Retype the entries below without any change, starting at the line that contains "of the skateboard" and continuing through the last line of the entries.

= Data entries =

▼▼▼

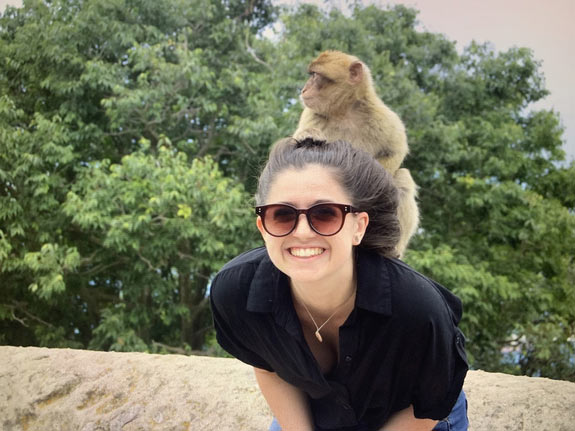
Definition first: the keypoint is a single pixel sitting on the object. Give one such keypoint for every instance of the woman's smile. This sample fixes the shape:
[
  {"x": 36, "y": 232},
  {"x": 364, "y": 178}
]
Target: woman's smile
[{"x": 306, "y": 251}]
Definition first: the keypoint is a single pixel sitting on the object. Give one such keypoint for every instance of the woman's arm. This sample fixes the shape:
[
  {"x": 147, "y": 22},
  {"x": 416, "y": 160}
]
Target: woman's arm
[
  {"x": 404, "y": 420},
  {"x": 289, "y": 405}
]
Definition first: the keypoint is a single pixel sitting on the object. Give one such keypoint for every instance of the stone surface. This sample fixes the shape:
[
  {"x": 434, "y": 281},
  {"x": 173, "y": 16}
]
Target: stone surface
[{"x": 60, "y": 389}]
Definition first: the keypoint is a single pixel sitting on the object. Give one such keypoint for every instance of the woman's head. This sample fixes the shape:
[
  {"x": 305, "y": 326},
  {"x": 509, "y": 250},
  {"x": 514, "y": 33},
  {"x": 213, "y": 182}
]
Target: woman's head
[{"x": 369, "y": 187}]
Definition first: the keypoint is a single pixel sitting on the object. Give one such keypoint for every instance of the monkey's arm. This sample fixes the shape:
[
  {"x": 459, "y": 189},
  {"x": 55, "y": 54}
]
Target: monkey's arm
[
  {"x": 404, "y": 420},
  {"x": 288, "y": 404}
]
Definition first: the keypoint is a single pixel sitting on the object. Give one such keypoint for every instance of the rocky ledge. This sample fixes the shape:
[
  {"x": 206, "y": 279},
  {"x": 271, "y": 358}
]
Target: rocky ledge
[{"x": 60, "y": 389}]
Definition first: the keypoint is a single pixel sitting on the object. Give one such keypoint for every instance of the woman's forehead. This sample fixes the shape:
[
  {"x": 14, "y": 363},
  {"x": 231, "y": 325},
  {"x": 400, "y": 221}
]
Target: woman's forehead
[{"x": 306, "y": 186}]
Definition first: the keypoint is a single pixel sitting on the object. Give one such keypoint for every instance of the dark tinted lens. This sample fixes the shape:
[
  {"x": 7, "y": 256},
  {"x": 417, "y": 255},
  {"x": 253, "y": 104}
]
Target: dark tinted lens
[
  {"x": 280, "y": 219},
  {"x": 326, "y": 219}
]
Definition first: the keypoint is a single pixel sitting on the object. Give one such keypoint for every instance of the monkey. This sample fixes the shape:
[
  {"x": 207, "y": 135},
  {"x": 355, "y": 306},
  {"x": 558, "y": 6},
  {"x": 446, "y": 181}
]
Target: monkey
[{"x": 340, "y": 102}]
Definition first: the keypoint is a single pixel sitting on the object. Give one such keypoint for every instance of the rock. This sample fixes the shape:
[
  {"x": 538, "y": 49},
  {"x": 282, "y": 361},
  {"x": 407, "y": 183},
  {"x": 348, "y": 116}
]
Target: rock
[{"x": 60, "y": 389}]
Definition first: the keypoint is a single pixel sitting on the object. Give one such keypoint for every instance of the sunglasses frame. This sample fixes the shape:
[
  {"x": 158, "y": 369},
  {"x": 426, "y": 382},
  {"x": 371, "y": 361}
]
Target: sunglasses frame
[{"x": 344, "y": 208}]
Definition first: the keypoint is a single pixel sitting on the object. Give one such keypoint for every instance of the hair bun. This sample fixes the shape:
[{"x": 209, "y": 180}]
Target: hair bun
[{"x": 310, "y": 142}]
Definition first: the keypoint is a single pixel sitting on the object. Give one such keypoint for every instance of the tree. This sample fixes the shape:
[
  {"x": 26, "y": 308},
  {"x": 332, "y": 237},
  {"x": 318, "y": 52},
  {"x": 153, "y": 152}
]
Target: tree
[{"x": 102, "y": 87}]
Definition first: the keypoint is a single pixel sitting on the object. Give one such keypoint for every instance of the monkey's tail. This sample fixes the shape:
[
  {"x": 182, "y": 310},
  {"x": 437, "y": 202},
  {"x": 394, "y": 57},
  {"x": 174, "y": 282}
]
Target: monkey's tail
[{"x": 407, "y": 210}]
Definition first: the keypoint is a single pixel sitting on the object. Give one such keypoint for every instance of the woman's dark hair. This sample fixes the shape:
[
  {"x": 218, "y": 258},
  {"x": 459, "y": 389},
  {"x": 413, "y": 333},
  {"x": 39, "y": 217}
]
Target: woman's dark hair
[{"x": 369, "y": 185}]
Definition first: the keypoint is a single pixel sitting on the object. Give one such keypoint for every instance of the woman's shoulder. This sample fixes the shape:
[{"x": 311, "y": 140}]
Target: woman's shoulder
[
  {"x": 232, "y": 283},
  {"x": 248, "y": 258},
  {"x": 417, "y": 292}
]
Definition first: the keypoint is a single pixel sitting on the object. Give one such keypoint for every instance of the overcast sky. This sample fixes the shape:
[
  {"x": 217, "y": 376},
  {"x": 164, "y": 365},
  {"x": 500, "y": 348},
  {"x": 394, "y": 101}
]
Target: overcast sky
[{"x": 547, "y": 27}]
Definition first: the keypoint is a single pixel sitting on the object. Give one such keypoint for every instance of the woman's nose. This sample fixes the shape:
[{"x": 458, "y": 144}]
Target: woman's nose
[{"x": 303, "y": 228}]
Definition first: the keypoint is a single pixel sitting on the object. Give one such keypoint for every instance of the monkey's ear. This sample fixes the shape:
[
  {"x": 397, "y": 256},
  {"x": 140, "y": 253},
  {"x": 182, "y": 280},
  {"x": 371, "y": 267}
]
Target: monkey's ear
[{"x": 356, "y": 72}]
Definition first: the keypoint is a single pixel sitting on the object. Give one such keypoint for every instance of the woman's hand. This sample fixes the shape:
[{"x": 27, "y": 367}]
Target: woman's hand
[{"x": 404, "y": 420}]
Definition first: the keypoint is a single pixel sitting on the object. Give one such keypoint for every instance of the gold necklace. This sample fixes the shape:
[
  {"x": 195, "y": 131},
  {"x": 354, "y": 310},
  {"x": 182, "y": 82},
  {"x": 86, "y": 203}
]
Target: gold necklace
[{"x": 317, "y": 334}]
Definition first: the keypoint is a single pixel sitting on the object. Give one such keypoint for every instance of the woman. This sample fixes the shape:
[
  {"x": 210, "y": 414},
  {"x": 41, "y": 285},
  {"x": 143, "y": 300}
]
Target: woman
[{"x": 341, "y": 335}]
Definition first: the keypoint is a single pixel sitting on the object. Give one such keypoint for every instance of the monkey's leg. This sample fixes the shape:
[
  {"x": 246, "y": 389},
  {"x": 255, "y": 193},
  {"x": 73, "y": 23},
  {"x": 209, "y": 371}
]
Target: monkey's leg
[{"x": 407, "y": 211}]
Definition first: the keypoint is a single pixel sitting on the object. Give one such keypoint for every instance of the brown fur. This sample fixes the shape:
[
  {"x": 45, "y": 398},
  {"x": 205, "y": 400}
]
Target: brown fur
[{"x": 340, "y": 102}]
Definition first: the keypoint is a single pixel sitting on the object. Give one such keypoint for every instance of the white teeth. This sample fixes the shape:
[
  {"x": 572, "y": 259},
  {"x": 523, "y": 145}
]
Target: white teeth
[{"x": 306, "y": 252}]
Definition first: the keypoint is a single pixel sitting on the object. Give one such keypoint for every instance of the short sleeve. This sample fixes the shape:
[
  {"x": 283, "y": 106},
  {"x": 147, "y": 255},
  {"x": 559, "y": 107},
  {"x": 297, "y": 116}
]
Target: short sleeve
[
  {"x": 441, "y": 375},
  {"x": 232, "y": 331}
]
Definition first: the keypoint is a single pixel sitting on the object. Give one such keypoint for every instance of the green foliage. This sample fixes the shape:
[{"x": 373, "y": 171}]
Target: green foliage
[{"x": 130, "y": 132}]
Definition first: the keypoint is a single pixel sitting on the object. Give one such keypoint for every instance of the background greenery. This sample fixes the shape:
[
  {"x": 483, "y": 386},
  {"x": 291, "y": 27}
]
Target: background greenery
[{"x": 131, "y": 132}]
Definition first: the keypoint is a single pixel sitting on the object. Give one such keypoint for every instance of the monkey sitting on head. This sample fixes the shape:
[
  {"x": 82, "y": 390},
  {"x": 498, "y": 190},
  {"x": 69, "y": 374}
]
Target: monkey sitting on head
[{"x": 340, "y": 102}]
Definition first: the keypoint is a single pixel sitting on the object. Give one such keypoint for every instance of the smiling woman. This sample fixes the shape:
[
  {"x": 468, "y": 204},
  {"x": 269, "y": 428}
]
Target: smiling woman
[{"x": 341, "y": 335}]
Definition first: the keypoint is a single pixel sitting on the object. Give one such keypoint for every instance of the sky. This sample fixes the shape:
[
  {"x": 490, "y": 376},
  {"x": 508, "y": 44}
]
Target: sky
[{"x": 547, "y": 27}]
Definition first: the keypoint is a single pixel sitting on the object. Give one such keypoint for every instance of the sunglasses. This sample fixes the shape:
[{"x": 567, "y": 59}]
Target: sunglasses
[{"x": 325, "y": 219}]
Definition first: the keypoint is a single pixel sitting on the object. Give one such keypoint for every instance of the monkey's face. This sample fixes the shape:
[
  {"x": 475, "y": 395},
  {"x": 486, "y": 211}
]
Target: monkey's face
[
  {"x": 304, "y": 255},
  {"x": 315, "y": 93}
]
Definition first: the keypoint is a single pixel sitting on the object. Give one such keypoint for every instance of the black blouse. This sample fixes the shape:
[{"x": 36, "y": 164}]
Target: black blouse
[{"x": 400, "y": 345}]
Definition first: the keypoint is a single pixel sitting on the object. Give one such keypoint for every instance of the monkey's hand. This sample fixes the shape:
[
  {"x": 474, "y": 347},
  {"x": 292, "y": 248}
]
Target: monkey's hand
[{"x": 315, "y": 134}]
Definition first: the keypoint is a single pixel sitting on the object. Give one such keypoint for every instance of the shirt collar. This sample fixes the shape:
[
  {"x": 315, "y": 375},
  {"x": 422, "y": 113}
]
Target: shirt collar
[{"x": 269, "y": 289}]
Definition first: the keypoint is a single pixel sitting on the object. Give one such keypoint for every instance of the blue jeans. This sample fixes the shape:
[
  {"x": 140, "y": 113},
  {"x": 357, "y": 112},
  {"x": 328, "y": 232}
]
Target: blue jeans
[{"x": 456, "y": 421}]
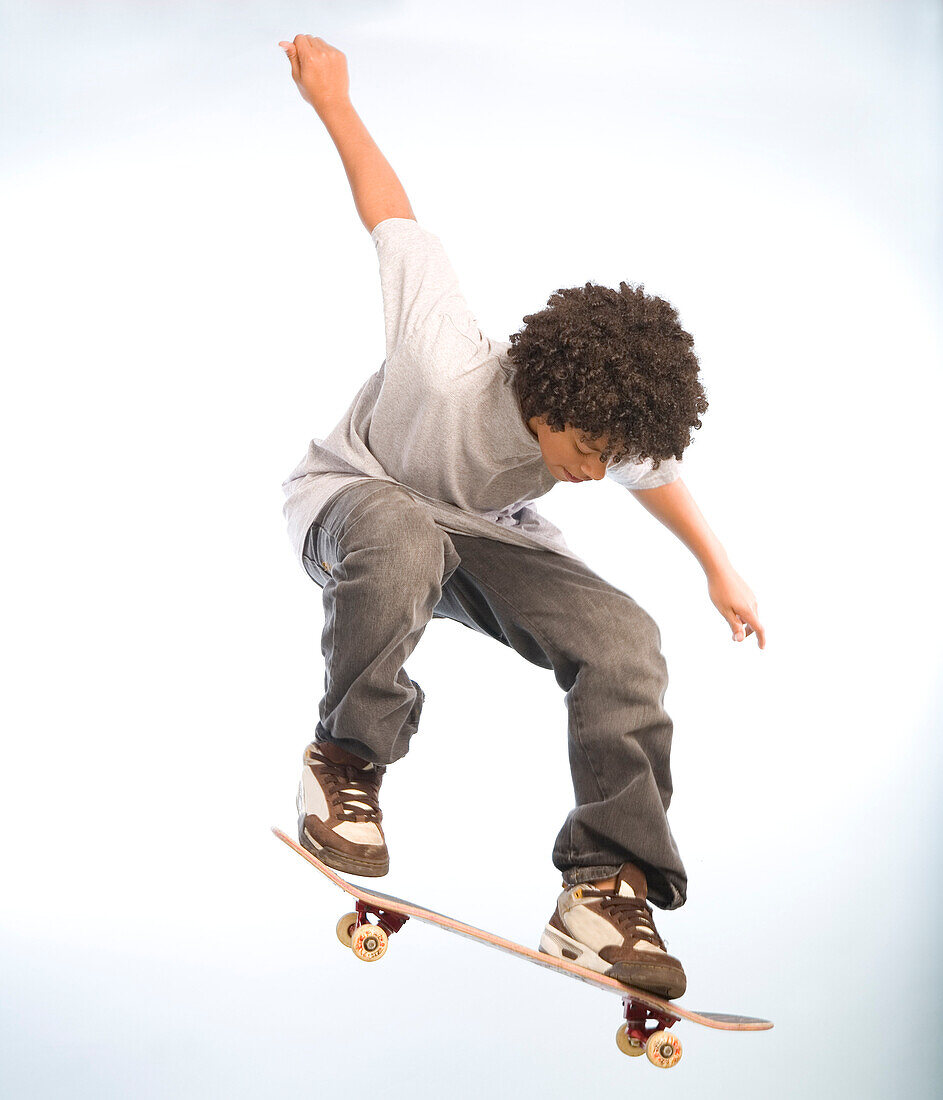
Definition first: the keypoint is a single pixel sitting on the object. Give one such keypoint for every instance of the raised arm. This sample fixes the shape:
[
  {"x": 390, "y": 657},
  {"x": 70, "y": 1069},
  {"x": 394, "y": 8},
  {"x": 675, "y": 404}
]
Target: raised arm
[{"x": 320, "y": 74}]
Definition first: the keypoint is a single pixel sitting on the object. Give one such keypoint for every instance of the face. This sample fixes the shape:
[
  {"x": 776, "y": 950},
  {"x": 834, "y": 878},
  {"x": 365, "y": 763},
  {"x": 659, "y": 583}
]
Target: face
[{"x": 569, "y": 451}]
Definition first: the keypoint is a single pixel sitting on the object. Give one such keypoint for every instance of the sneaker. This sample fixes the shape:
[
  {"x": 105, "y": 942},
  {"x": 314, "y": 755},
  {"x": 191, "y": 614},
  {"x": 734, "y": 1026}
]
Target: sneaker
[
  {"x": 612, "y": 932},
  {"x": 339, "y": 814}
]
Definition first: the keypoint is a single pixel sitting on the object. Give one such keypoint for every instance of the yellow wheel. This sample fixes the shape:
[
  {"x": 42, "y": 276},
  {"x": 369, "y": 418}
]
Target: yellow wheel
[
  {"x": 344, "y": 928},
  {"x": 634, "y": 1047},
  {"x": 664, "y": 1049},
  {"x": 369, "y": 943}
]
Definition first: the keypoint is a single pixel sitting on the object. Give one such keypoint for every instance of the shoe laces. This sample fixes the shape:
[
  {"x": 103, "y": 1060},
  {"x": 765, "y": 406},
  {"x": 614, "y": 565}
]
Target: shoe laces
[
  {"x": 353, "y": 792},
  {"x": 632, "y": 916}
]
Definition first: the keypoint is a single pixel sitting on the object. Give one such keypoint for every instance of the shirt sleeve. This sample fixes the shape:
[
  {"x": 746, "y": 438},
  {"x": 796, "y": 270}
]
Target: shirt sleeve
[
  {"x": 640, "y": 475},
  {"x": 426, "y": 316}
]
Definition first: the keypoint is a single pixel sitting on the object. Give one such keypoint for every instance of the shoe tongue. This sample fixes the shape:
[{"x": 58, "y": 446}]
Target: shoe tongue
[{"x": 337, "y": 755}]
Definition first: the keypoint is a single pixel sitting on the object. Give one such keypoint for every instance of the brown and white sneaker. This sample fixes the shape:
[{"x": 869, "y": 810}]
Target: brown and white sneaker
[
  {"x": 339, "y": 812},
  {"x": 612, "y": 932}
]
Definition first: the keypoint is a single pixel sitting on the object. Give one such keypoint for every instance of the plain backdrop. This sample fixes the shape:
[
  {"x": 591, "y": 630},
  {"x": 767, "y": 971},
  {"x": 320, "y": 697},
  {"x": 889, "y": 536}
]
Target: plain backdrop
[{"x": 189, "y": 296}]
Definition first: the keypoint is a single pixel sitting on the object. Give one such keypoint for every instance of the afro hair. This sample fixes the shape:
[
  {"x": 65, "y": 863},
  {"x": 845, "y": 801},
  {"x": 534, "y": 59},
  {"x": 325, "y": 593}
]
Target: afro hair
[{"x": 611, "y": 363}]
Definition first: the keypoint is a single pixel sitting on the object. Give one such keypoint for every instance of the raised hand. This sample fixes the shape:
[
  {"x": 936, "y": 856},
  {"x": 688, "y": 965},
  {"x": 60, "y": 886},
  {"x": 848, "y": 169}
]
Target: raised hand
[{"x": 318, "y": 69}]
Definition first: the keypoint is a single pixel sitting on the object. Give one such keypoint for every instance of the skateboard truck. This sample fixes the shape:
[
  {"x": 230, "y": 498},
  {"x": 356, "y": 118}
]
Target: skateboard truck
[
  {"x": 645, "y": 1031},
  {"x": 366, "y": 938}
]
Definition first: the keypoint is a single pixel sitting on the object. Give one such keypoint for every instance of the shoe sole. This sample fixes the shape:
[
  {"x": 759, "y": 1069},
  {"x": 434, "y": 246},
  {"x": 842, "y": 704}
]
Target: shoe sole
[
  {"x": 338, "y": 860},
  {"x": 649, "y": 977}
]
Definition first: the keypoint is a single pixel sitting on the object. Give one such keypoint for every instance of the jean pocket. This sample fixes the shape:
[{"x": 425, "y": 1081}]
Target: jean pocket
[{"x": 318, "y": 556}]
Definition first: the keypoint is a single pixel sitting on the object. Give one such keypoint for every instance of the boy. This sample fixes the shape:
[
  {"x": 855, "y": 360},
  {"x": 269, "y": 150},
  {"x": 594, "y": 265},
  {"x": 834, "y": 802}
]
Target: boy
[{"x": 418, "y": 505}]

▲▲▲

= Exercise solution =
Definition first: the keypoint is a single pixel sitting on the object. Give one such keypoint for every instance of the skateboard truck. This sample fixes the shape:
[
  {"x": 230, "y": 498},
  {"x": 356, "y": 118}
]
Target: skateboard truck
[
  {"x": 645, "y": 1031},
  {"x": 366, "y": 938}
]
Definition first: the keypoint is a single pixel sitting on the object. Give one such keypoint for every instance of the shoe sole. This sample fixes the shape:
[
  {"x": 759, "y": 1069},
  {"x": 434, "y": 246},
  {"x": 842, "y": 704}
]
Target: shoe sole
[
  {"x": 338, "y": 860},
  {"x": 649, "y": 977}
]
Definition first: the keypoint is a single pixel sitting on the object. Give one such keypoint for every instance of the jean pocket. This sample fixes the shape:
[{"x": 425, "y": 1081}]
Target: jean pocket
[{"x": 318, "y": 556}]
Definition first: the keypoint is a single pixel sitting on the object. Give one such keypoint for every instance of the boy. This sample fixes the shape:
[
  {"x": 855, "y": 360},
  {"x": 269, "y": 150},
  {"x": 594, "y": 265},
  {"x": 834, "y": 802}
]
Target: boy
[{"x": 418, "y": 505}]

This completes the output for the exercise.